(Saved data entries)

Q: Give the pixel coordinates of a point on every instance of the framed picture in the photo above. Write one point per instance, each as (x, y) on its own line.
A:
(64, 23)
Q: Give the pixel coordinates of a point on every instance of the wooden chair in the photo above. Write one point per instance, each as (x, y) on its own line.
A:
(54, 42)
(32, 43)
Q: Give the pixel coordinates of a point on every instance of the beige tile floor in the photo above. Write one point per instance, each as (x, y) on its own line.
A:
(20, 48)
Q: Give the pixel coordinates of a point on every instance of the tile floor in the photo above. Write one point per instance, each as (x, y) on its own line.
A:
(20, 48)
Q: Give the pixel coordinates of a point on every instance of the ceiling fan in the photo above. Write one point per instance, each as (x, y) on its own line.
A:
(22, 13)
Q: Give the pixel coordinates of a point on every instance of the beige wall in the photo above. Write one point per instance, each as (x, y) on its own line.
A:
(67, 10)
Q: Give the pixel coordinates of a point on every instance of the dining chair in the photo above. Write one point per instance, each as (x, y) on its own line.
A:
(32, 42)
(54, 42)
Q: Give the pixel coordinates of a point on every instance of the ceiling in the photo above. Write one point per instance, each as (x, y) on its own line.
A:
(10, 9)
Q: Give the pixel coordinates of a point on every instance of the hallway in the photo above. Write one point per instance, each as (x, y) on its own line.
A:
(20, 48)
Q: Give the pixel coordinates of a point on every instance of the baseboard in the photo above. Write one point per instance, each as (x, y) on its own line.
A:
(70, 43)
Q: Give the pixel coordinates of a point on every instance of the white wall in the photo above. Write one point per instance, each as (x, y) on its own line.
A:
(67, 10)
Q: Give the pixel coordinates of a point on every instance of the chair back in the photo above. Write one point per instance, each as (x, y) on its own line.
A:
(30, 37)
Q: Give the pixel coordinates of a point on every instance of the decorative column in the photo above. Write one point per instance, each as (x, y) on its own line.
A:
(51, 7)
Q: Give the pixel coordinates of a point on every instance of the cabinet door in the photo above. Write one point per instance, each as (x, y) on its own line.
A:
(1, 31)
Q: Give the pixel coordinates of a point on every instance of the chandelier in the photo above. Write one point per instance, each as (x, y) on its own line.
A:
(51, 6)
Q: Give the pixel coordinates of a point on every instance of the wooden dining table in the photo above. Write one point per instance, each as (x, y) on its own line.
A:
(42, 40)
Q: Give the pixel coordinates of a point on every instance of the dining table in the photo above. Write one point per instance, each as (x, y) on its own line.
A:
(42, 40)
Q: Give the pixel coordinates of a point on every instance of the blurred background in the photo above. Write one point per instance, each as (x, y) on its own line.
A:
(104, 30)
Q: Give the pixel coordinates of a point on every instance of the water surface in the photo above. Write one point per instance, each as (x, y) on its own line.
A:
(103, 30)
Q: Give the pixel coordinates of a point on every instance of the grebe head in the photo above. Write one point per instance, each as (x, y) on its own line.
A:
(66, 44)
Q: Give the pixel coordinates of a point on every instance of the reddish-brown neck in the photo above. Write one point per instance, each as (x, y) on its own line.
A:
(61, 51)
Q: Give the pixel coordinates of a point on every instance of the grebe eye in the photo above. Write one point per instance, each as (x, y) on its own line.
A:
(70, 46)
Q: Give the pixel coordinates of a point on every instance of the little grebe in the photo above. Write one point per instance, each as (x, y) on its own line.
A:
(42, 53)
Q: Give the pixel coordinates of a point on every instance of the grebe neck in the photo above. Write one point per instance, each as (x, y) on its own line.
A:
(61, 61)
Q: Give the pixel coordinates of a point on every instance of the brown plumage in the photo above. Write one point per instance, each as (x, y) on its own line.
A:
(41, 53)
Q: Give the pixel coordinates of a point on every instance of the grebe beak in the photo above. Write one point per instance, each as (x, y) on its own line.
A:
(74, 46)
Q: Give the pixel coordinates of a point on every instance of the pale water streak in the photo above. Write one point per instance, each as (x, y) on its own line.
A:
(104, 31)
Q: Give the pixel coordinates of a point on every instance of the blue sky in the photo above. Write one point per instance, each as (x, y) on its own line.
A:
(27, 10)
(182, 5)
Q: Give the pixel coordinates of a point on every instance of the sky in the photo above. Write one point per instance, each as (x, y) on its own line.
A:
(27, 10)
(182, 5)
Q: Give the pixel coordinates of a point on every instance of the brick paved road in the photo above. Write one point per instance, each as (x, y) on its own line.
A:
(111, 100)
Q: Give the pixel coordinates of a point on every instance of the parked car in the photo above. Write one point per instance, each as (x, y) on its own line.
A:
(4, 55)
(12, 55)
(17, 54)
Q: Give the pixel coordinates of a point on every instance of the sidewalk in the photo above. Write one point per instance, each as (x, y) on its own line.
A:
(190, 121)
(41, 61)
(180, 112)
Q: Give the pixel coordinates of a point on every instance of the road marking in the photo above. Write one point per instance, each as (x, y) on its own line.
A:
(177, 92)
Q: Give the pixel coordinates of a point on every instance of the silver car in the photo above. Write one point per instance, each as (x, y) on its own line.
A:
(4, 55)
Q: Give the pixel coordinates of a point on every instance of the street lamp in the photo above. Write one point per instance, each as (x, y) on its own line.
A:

## [WORK TO COMPLETE]
Check every line of the records above for the string "beige". Copy those that hold it.

## [SOLUTION TO THIS PROBLEM]
Q: Give the pixel coordinates of a point on every instance of the beige tile floor in the photo above. Write one point per instance, each as (x, y) on its own line.
Q: Give the pixel coordinates of a point on every instance of the beige wall in the photo above. Write one point per instance, each as (x, y) on its own line.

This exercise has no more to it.